• PROBLEM DESCRIPTION: Print the listing below word for word and leave out the pictures.

• DATA ENTRIES:
☆ ☆ ☆ ☆ ☆

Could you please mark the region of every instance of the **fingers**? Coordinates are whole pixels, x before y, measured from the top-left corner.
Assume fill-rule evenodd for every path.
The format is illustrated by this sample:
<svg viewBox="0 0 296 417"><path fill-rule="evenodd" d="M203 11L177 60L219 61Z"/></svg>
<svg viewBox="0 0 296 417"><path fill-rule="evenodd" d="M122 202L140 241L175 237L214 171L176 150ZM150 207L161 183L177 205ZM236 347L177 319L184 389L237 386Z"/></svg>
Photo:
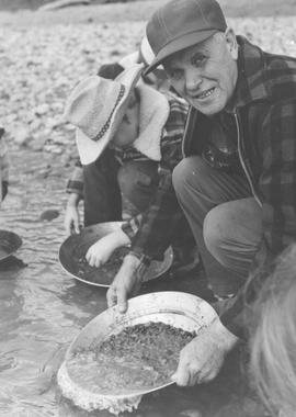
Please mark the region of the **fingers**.
<svg viewBox="0 0 296 417"><path fill-rule="evenodd" d="M76 233L77 235L79 235L80 233L80 228L79 228L79 218L73 218L72 222L71 222L71 232Z"/></svg>
<svg viewBox="0 0 296 417"><path fill-rule="evenodd" d="M95 253L93 255L91 248L87 251L86 259L91 267L99 268L102 264L101 258Z"/></svg>
<svg viewBox="0 0 296 417"><path fill-rule="evenodd" d="M127 311L127 292L124 288L117 291L117 305L119 313L124 314Z"/></svg>
<svg viewBox="0 0 296 417"><path fill-rule="evenodd" d="M184 361L180 360L177 372L171 376L172 381L179 386L189 386L191 382L191 373Z"/></svg>
<svg viewBox="0 0 296 417"><path fill-rule="evenodd" d="M107 306L113 307L117 304L118 312L124 314L127 311L127 294L123 288L111 285L106 293Z"/></svg>
<svg viewBox="0 0 296 417"><path fill-rule="evenodd" d="M111 285L107 290L106 300L109 307L113 307L117 304L116 289L113 285Z"/></svg>

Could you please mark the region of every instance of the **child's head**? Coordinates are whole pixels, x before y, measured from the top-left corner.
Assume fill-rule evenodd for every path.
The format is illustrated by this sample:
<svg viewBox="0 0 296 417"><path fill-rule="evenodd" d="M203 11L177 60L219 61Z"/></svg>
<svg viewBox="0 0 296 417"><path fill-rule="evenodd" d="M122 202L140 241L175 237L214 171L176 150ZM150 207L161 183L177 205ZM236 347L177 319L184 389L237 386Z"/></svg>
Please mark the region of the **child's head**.
<svg viewBox="0 0 296 417"><path fill-rule="evenodd" d="M285 250L260 292L251 370L264 403L285 417L296 409L296 245Z"/></svg>
<svg viewBox="0 0 296 417"><path fill-rule="evenodd" d="M128 105L123 115L122 122L118 125L110 146L124 148L132 145L139 133L139 94L135 87L129 94Z"/></svg>
<svg viewBox="0 0 296 417"><path fill-rule="evenodd" d="M114 80L89 77L71 92L65 119L77 128L81 162L94 162L106 146L123 147L136 139L139 100L136 83L143 65L134 65ZM129 135L127 137L127 135Z"/></svg>

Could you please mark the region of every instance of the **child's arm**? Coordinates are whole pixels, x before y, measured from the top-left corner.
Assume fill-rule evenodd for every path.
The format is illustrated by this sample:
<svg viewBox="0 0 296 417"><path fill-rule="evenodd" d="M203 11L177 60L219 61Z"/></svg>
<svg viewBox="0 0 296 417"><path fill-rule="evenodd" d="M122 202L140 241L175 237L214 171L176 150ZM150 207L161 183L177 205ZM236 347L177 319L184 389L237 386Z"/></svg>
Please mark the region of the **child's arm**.
<svg viewBox="0 0 296 417"><path fill-rule="evenodd" d="M0 127L0 202L4 200L9 185L10 160L8 146L3 137L4 133L4 128Z"/></svg>
<svg viewBox="0 0 296 417"><path fill-rule="evenodd" d="M89 248L86 255L87 261L91 267L99 268L109 260L115 249L128 244L130 244L130 240L122 229L113 232Z"/></svg>
<svg viewBox="0 0 296 417"><path fill-rule="evenodd" d="M71 193L69 195L67 206L66 206L66 213L65 213L65 219L64 225L67 235L70 235L73 233L79 233L79 225L80 225L80 216L78 211L78 204L80 201L80 195L77 193Z"/></svg>
<svg viewBox="0 0 296 417"><path fill-rule="evenodd" d="M69 199L66 206L64 225L66 233L70 235L72 232L79 233L79 211L78 205L83 199L83 170L80 160L77 159L75 170L67 183L67 193Z"/></svg>

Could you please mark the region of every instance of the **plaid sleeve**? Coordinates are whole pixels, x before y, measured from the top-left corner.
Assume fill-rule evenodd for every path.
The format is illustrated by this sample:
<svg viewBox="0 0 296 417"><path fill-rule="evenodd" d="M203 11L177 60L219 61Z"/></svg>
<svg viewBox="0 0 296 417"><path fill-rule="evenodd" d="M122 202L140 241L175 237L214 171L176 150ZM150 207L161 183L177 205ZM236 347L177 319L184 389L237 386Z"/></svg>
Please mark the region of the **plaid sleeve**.
<svg viewBox="0 0 296 417"><path fill-rule="evenodd" d="M296 238L296 101L271 106L261 138L263 238L252 269L267 271L274 257ZM218 308L221 323L239 337L246 337L250 306L266 277L251 274L237 296Z"/></svg>
<svg viewBox="0 0 296 417"><path fill-rule="evenodd" d="M174 224L180 217L180 207L172 185L172 170L182 159L182 137L187 104L173 97L169 98L169 103L170 115L161 138L159 185L149 207L143 214L138 229L134 228L132 238L132 250L151 259L163 258L163 252L170 245Z"/></svg>
<svg viewBox="0 0 296 417"><path fill-rule="evenodd" d="M281 252L296 238L296 99L273 105L262 128L263 234Z"/></svg>
<svg viewBox="0 0 296 417"><path fill-rule="evenodd" d="M76 193L83 198L83 168L80 159L77 159L72 176L67 183L67 193Z"/></svg>

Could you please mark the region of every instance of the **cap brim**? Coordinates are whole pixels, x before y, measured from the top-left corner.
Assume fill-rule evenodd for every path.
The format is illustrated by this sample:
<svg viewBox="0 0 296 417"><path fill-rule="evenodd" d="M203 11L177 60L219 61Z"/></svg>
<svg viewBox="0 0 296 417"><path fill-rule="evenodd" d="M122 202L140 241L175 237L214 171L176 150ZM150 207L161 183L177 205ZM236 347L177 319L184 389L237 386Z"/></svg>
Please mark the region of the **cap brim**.
<svg viewBox="0 0 296 417"><path fill-rule="evenodd" d="M214 35L214 33L216 32L216 29L210 29L208 31L203 32L192 32L183 35L182 37L171 41L166 46L163 46L163 48L157 54L156 58L152 60L149 67L147 67L144 70L144 75L146 76L147 74L156 69L159 65L163 64L163 60L167 59L169 56L182 49L186 49L190 46L204 42L209 36Z"/></svg>
<svg viewBox="0 0 296 417"><path fill-rule="evenodd" d="M94 162L110 143L110 135L94 142L90 139L80 128L76 129L76 144L82 165Z"/></svg>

☆ ☆ ☆ ☆ ☆

• TASK SOLUTION:
Could you please mark the region of every instance of the **fingers**? Coordinates are whole pixels, x before y, measured from the top-left corner.
Assume fill-rule evenodd for every path.
The format is illustrated by this sample:
<svg viewBox="0 0 296 417"><path fill-rule="evenodd" d="M203 11L177 60L219 61Z"/></svg>
<svg viewBox="0 0 296 417"><path fill-rule="evenodd" d="M122 202L140 241L175 237L214 171L176 150ZM150 207L161 183L177 205ZM236 347L177 319L184 389L237 386Z"/></svg>
Photo:
Please mark the region of the **fingers**.
<svg viewBox="0 0 296 417"><path fill-rule="evenodd" d="M76 233L77 235L79 235L80 233L80 228L79 228L79 218L73 218L72 222L71 222L71 232Z"/></svg>
<svg viewBox="0 0 296 417"><path fill-rule="evenodd" d="M95 253L93 255L91 248L87 251L86 259L91 267L99 268L102 264L101 258Z"/></svg>
<svg viewBox="0 0 296 417"><path fill-rule="evenodd" d="M127 311L127 292L124 288L117 291L117 305L119 313L124 314Z"/></svg>
<svg viewBox="0 0 296 417"><path fill-rule="evenodd" d="M184 361L180 360L177 372L171 376L172 381L179 386L189 386L191 382L191 373Z"/></svg>
<svg viewBox="0 0 296 417"><path fill-rule="evenodd" d="M107 306L113 307L117 304L118 312L124 314L127 311L127 294L123 288L111 285L106 293Z"/></svg>
<svg viewBox="0 0 296 417"><path fill-rule="evenodd" d="M111 285L107 290L106 300L109 307L113 307L117 304L116 289L113 285Z"/></svg>

Could you please mark the region of every instance of the **child's head**? Coordinates are whole pixels, x before y, measured from the top-left corner.
Assume fill-rule evenodd for every path.
The format is illustrated by this sample:
<svg viewBox="0 0 296 417"><path fill-rule="evenodd" d="M203 11L177 60L219 61Z"/></svg>
<svg viewBox="0 0 296 417"><path fill-rule="evenodd" d="M122 202L140 241L175 237L214 171L176 150ZM150 207L161 183L177 205ZM236 347L177 319L184 389L237 386Z"/></svg>
Please mark the region of the **child's head**.
<svg viewBox="0 0 296 417"><path fill-rule="evenodd" d="M285 250L260 292L251 370L264 403L285 417L296 409L296 245Z"/></svg>
<svg viewBox="0 0 296 417"><path fill-rule="evenodd" d="M128 105L123 115L122 122L118 125L110 146L124 148L132 145L139 133L139 94L135 87L129 94Z"/></svg>
<svg viewBox="0 0 296 417"><path fill-rule="evenodd" d="M114 80L89 77L71 92L65 119L77 128L81 162L94 162L106 146L123 147L136 139L139 100L136 83L143 65L134 65ZM129 135L127 137L127 135Z"/></svg>

Could you please mark the region of every instance of the **child's arm**? Coordinates are whole pixels, x before y, measured from the top-left corner.
Assume fill-rule evenodd for every path.
The format is illustrated by this sample:
<svg viewBox="0 0 296 417"><path fill-rule="evenodd" d="M203 11L177 60L219 61Z"/></svg>
<svg viewBox="0 0 296 417"><path fill-rule="evenodd" d="M122 202L140 241L175 237L214 171L176 150ZM150 207L161 183L177 205ZM236 347L177 319L184 389L237 386Z"/></svg>
Please mark the region of the **child's arm**.
<svg viewBox="0 0 296 417"><path fill-rule="evenodd" d="M0 127L0 202L4 200L9 185L10 160L8 146L3 137L4 133L4 128Z"/></svg>
<svg viewBox="0 0 296 417"><path fill-rule="evenodd" d="M89 248L86 255L87 261L91 267L99 268L109 260L115 249L128 244L130 244L130 240L122 229L113 232Z"/></svg>
<svg viewBox="0 0 296 417"><path fill-rule="evenodd" d="M71 193L69 195L67 206L66 206L66 213L65 213L65 219L64 225L67 235L70 235L73 233L79 233L79 225L80 225L80 216L78 211L78 204L80 201L80 195L77 193Z"/></svg>
<svg viewBox="0 0 296 417"><path fill-rule="evenodd" d="M69 199L66 206L64 225L66 233L70 235L72 232L79 233L79 211L78 205L83 199L83 170L80 160L77 159L75 170L67 183L67 193Z"/></svg>

Could you please mark the region of every instance of the **plaid sleeve**? Coordinates are whole pixels, x before y, measured from the top-left corner.
Assume fill-rule evenodd for every path.
The format is illustrated by this sample:
<svg viewBox="0 0 296 417"><path fill-rule="evenodd" d="M203 11L177 60L219 61Z"/></svg>
<svg viewBox="0 0 296 417"><path fill-rule="evenodd" d="M122 202L140 241L175 237L214 171L176 150ZM150 207L161 183L177 205ZM236 347L177 319L184 389L237 386Z"/></svg>
Please mark the region of the **plaid sleeve**.
<svg viewBox="0 0 296 417"><path fill-rule="evenodd" d="M296 238L296 101L271 106L261 138L263 238L252 269L267 271L274 257ZM218 308L221 323L239 337L246 337L250 306L266 277L251 274L237 296Z"/></svg>
<svg viewBox="0 0 296 417"><path fill-rule="evenodd" d="M174 224L180 217L180 207L172 185L172 170L182 159L182 137L187 104L173 97L169 98L169 103L170 115L161 138L159 185L149 207L143 214L138 229L134 228L132 238L132 250L151 259L163 258L163 252L170 245Z"/></svg>
<svg viewBox="0 0 296 417"><path fill-rule="evenodd" d="M281 252L296 238L296 99L273 105L262 128L263 234Z"/></svg>
<svg viewBox="0 0 296 417"><path fill-rule="evenodd" d="M76 193L83 198L83 168L80 159L77 159L72 176L67 183L67 193Z"/></svg>

Could you please mark the region of every instance of the **cap brim**? Coordinates are whole pixels, x before y, measured from the top-left corner.
Assume fill-rule evenodd for every path.
The format is illustrated by this sample:
<svg viewBox="0 0 296 417"><path fill-rule="evenodd" d="M203 11L177 60L219 61Z"/></svg>
<svg viewBox="0 0 296 417"><path fill-rule="evenodd" d="M122 202L140 241L175 237L214 171L176 150ZM150 207L161 183L177 205ZM236 347L177 319L184 389L237 386Z"/></svg>
Please mark the region of the **cap brim**.
<svg viewBox="0 0 296 417"><path fill-rule="evenodd" d="M214 35L214 33L216 32L216 29L210 29L208 31L203 32L192 32L183 35L182 37L171 41L166 46L163 46L163 48L157 54L156 58L152 60L149 67L147 67L144 70L144 75L146 76L147 74L156 69L159 65L163 64L163 60L167 59L169 56L182 49L186 49L190 46L204 42L209 36Z"/></svg>
<svg viewBox="0 0 296 417"><path fill-rule="evenodd" d="M94 162L110 143L110 135L94 142L90 139L80 128L76 129L76 144L82 165Z"/></svg>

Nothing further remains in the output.